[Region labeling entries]
## start
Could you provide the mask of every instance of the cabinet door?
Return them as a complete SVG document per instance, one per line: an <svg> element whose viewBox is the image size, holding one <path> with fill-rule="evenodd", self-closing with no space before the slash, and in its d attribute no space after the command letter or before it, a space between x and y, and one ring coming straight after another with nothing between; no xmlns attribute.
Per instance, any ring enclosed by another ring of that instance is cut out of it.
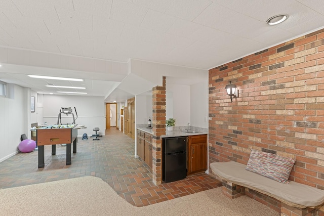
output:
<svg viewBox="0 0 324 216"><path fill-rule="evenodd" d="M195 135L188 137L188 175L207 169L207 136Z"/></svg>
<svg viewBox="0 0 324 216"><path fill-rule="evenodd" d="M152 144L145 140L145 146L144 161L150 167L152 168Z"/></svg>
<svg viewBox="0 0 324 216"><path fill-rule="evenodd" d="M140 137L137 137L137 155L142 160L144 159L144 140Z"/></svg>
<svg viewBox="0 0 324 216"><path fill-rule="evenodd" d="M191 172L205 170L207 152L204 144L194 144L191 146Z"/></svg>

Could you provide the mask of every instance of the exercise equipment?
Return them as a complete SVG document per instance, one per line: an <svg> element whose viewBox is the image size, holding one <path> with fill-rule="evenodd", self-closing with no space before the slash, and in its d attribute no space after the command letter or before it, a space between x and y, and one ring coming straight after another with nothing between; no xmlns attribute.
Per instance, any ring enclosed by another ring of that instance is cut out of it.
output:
## end
## start
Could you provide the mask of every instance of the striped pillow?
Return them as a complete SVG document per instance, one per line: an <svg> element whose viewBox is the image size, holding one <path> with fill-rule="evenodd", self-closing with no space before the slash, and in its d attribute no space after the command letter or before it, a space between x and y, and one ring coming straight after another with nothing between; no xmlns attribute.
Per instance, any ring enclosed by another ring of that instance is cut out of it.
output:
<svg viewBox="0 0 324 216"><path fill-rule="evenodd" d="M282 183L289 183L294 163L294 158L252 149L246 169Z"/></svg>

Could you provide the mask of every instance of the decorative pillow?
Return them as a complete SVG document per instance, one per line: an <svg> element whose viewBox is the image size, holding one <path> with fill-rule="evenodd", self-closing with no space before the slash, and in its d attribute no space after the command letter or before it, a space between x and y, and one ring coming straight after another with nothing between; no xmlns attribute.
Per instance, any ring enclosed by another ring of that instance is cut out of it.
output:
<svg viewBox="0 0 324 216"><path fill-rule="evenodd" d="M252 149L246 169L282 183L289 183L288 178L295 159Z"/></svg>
## end
PROBLEM REQUIREMENTS: Please print the entries character for character, starting with the line that contains "Could you provide the mask of every instance of the cabinet" and going on through the line that contains "137L137 137L137 155L142", with both of those lines included. Leave the pictures out.

ANSWER:
Could you provide the mask of every instance of the cabinet door?
Return them as a complete SVG document per instance, one per line: an <svg> element whose viewBox is the image size, holding one <path> with fill-rule="evenodd", self-closing with no space before the slash, and in its d attribute no space after the command letter or before it, a space between x and y, and one ring coming straight after another with nothing between; no xmlns attribute.
Per instance, any ring enclosed by another ring of that instance is cut out of it.
output:
<svg viewBox="0 0 324 216"><path fill-rule="evenodd" d="M195 135L188 137L188 175L207 169L207 136Z"/></svg>
<svg viewBox="0 0 324 216"><path fill-rule="evenodd" d="M152 144L145 140L145 146L144 161L150 167L152 168Z"/></svg>
<svg viewBox="0 0 324 216"><path fill-rule="evenodd" d="M140 137L137 137L137 155L142 160L144 159L144 140Z"/></svg>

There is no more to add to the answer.